■ **Фрагмент текста**:
════

Но как эти решения пришли к актрисе? Были ли они предложены режиссером? Возникли ли они у нее самой в тот момент, когда, по прочтении пьесы, она идентифицировала себя с Электрой? Этого мы можем никогда не узнать. Тем не менее я думаю, можно проследить, как Гофмансталь читал Айзольдт и как он, в своем роде, вписал свою версию Айзольдт в текст драмы, в конце концов вызвав эффект столь сильной идентификации актрисы с этой ролью.

Фишер-Лихте обращает внимание на тот факт, что в письме, которое Айзольдт отослала Гофмансталю после первого прочтения «Электры», она передает впечатление, которое произвел на нее этот текст, словом «насилие»: «Айзольдт оживила это переживание от чтения пьесы в своей игре. Насилие, которое она испытала на себе, пока читала, было повторено в актах насилия, которые она производила над собственным телом, играя Электру. Преодолевая границу между ее семиотическим и феноменальным телом, Айзольдт принесла в жертву собственную физическую целостность» (Fischer-Lichte 2005: 9).

Ранее в тексте книги, подводя читателя к главной мысли своей работы, Фишер-Лихте пишет, что в дополнение к двум жертвоприношениям, которые содержатся уже в самой пьесе («в жертву, угодную духу Агамемнона, приносятся Клитемнестра и Эгисф, Электра же в конце приносит в жертву саму себя, чтобы завершить серию деяний, о которых она говорит: „Я создана, чтобы совершить жертвоприношение моему отцу“»), в спектакле существовало еще одно, перформативно совершаемое Гертрудой Айзольдт: Фишер-Лихте определет его как «принесение в жертву самой себя» – но не как персонажа, а как перформерки (Ibid.).

Однако после знакомства с эпистолярным наследием Айзольдт, представляющим собой сложное и внутренне противоречивое целое, я очень сомневаюсь в том, насколько можно инструментализировать риторику «насилия» (в своем письме Айзольдт использует слово Vergew?ltung – скорее «изнасилование», чем «насилие» в более широком смысле; в цитируемой выше книге Фишер-Лихте играет со словом «violence» – «насилие»). В своих письмах Айзольдт гораздо больше писала о переживании открытия своего внутреннего «я» (переживания, заставившего ее отказаться от такого образа жизни, который она описывает как конформистский), и фактически больше нигде не прибегает к лексикону, связанному с «насилием» или «изнасилованием». Почему ее творческий акт обязательно должен быть объяснен через параллель с творческим актом автора (он совершил насилие над ней, и она совершает насилие над собой) и/или сюжетом пьесы (уже содержащей два жертвоприношения)?

════

■ **Приведенные записи**:
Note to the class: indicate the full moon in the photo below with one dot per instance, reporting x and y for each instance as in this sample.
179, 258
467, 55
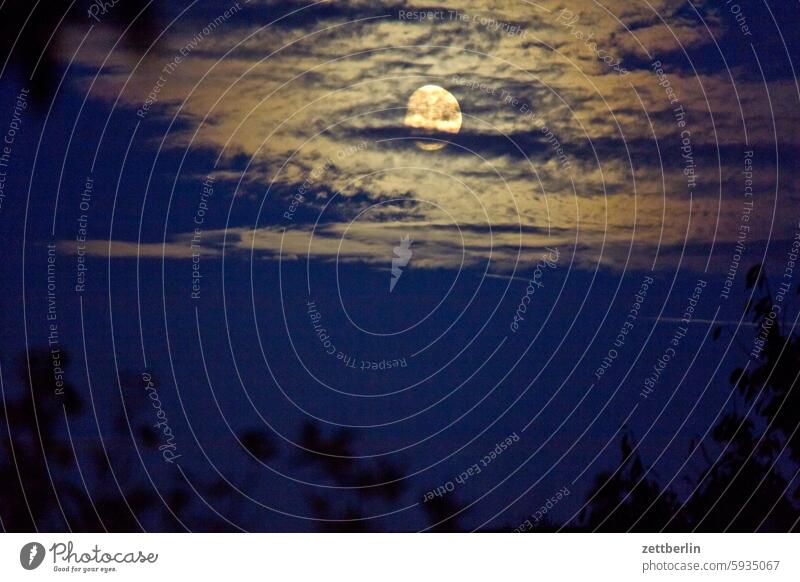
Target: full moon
433, 112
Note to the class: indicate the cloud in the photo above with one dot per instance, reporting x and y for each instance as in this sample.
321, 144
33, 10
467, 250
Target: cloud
279, 103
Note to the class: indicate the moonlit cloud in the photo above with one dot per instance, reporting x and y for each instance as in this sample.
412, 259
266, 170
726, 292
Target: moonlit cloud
534, 91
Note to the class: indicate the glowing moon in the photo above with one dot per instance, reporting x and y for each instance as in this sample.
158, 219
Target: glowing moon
433, 112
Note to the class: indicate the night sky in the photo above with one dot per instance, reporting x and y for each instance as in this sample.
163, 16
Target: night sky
248, 292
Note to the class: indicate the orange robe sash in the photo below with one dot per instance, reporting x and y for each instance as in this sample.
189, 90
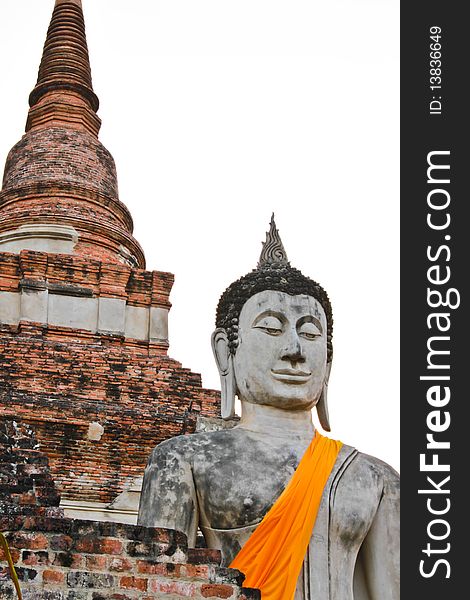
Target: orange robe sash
272, 557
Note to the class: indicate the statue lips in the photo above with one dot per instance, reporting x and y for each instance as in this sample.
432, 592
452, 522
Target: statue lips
294, 376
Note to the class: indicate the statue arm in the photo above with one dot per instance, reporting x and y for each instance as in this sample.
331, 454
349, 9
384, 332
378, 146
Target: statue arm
380, 551
168, 494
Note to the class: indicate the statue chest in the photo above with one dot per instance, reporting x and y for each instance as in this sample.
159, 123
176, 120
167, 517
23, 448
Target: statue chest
236, 488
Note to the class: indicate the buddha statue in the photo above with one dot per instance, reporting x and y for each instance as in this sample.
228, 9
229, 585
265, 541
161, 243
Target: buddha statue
273, 348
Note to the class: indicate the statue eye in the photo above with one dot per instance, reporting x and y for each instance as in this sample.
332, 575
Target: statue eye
309, 331
270, 325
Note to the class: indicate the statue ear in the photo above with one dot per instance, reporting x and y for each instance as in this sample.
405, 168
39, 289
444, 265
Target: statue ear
224, 361
322, 404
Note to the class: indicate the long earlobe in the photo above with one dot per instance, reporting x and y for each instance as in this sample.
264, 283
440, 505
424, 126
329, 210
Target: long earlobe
224, 361
322, 404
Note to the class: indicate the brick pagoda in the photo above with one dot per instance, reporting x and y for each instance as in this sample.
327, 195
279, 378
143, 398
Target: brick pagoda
83, 325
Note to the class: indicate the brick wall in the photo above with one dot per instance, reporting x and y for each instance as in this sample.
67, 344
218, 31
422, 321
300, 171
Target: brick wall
60, 380
66, 559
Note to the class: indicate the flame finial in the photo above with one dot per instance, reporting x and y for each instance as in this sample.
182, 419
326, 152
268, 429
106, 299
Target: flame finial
273, 250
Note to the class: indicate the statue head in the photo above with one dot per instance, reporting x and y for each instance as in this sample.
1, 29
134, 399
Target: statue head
273, 341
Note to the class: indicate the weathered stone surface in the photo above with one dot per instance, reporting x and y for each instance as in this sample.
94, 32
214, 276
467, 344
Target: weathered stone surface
275, 355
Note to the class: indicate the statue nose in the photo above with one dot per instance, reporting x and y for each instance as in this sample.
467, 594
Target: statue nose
293, 351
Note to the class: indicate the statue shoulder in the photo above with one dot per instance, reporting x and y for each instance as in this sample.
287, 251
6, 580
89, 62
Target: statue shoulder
184, 448
373, 470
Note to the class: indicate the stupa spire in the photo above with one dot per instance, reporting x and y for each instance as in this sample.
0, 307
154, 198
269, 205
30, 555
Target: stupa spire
63, 95
60, 191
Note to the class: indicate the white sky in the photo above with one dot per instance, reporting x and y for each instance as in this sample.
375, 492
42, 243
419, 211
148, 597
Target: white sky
219, 112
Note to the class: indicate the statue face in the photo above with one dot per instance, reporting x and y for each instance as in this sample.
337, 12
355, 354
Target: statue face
281, 357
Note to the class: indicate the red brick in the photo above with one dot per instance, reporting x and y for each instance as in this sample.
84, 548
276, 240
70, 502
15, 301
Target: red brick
120, 565
29, 541
134, 583
214, 590
53, 577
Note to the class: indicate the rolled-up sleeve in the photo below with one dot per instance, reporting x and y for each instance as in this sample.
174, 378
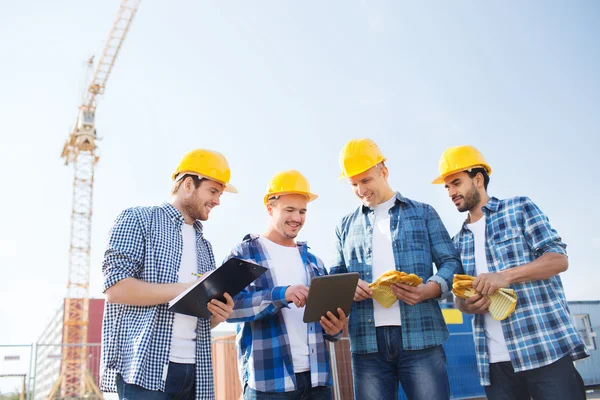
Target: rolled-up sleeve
124, 253
538, 232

════

■ **Задания**:
A: О чем, согласно фрагменту об Айзольдт, она гораздо больше писала в своих письмах?
B: Продолжите фрагмент об Айзольдт и «Электре», начав сразу после его последнего предложения.
Записи для работы не понадобятся.

■ **Ответы по заданиям**:
A: О переживании открытия своего внутреннего «я».

B:
Ведь с тем же успехом можно было бы прибегнуть к слову «насилие», говоря об обратном эффекте: воздействия актрисы на писателя, от которого – если рассуждать с определенной перспективы, близкой, например, такому влиятельному автору, как Жак Ле Ридер (Ле Ридер 2009), – ожидается, что он пожертвует своей маскулинной идентичностью, чтобы встать на службу стихии, воспринимаемой эпохой по преимуществу как женская (благодаря ассоциациям с природой, безумием и дионисийством). В этом смысле последующие бурные требования Айзольдт, чтобы Гофмансталь писал для нее похожие роли, и его отказ повторить такого рода творческий акт глубоко симптоматичны[8 - Более того, со временем Гофмансталь приобрел определенную неприязнь к собственному тексту, дистанцируясь от него в письмах и автобиографических заметках.].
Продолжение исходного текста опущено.